_Supplied data_
## start

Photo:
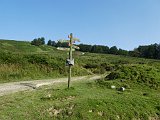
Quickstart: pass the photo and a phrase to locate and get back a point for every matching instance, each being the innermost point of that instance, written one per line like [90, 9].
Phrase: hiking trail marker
[70, 60]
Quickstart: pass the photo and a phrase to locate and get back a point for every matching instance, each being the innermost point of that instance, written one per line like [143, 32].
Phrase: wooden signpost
[70, 60]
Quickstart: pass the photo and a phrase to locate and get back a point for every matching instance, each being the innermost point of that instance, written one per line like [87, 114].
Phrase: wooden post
[70, 58]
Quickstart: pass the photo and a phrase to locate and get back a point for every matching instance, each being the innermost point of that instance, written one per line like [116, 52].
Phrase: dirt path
[7, 88]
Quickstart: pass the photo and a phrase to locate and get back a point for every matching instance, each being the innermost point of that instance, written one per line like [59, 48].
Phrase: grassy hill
[86, 99]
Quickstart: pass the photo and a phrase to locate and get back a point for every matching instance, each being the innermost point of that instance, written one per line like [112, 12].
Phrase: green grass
[84, 100]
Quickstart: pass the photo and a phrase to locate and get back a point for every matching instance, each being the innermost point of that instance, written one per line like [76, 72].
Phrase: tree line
[147, 51]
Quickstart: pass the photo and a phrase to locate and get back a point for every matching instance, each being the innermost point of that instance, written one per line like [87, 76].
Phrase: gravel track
[13, 87]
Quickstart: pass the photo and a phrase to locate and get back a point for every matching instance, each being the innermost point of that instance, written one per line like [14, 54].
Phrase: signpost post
[71, 41]
[70, 60]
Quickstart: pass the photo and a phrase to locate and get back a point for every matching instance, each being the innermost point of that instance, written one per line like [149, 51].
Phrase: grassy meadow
[87, 99]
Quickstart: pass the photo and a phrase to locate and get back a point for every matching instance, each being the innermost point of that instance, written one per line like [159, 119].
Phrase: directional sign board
[76, 47]
[64, 41]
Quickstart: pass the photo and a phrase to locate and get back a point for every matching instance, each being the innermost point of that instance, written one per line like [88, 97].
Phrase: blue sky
[124, 23]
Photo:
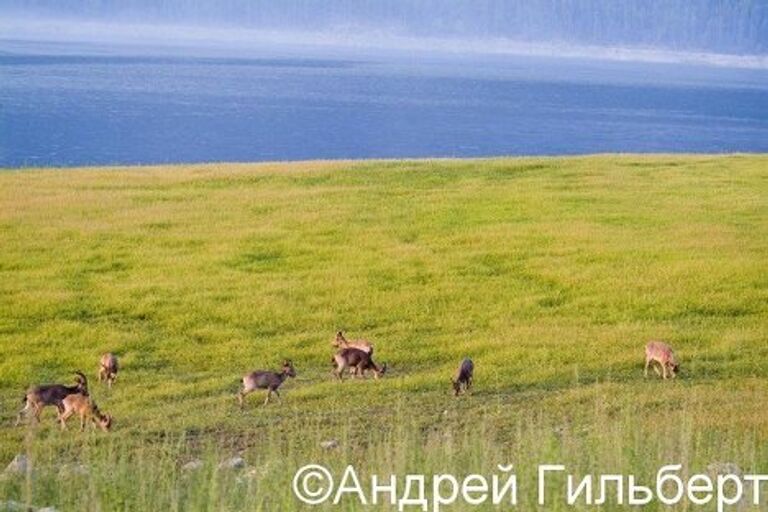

## end

_What is needed_
Present all of the entries above as a Markdown table with two columns, Row and Entry Line, giving each line its own numbered row. Omit blank lines and the pictures.

_Answer to this task_
| Row | Entry Line |
|---|---|
| 1 | Photo: |
| 2 | Quickstart: pass the photo and a phrase to locate and get back a point for every matching instance, each being the innermost point of that instance, written one per line like [90, 9]. |
| 3 | Phrase: hiking trail marker |
| 4 | [70, 60] |
| 5 | Quickstart: pass the photo and a phrase to locate and get back a point for every matching instance, each being the innermost point of that instance, written one per line like [143, 32]. |
| 6 | Phrase: wooden signpost |
| 7 | [70, 60] |
| 8 | Quickstart: pass the photo and a phrase to locate and get back a point for every matching instance, each being the innermost point of that instance, written one per line like [87, 114]. |
| 9 | Phrase: wooden post |
| 10 | [70, 58] |
| 11 | Quickstart: pass the photo and a phrase to locate and get back a point for every matching instance, each being the innermost point of that instance, written one per line like [116, 52]. |
| 12 | Phrase: dirt path |
| 13 | [7, 88] |
| 14 | Quickstart: pass the photo and a phrase to locate and get back a point for every matching instance, each being the innermost point of that instance, written one per line like [59, 48]. |
| 15 | Phrase: grassy hill |
| 16 | [86, 99] |
| 17 | Quickstart: pass the photo and a phrase to locate and get back a point for every matching instance, each being the innermost point of that instance, written one per line like [112, 12]. |
| 18 | Phrase: green grass |
| 19 | [84, 100] |
| 20 | Quickstart: pass the photo and a phrase to locate and get back a point for every matching instance, each being the innermost point of that instance, written one per line like [76, 72]. |
| 21 | Phrase: tree line |
| 22 | [147, 51] |
| 23 | Quickstart: pass the photo and a phrase to locate and get back a point for every matching instance, each being the innermost point of that instance, written one per line like [87, 76]. |
| 24 | Phrase: gravel track |
| 25 | [13, 87] |
| 26 | Quickstart: pass the photo and a phrase to locate and get back a point for every matching instance, each being the innermost point of that instance, written one per line like [14, 54]. |
| 27 | Phrase: signpost post |
| 28 | [71, 41] |
| 29 | [70, 60] |
| 30 | Quickstart: pass the photo and a phrase to locate and get back a point for every matching instance, each being the innermost point of that instance, written one per line like [149, 51]. |
| 31 | Phrase: grassy meadow |
| 32 | [87, 99] |
| 33 | Quickstart: pass the photo and a phrase to locate and get back a point for every matching instance, each being the innermost point of that instance, written one per line like [159, 119]. |
| 34 | Phrase: directional sign board |
| 35 | [76, 47] |
| 36 | [64, 41] |
| 37 | Quickstart: pass the photo and a phrase to locate and get back a point for every matching instance, each being the innermost point of that instance, written one per line like [88, 97]. |
| 38 | Phrase: blue sky |
| 39 | [124, 23] |
| 40 | Photo: |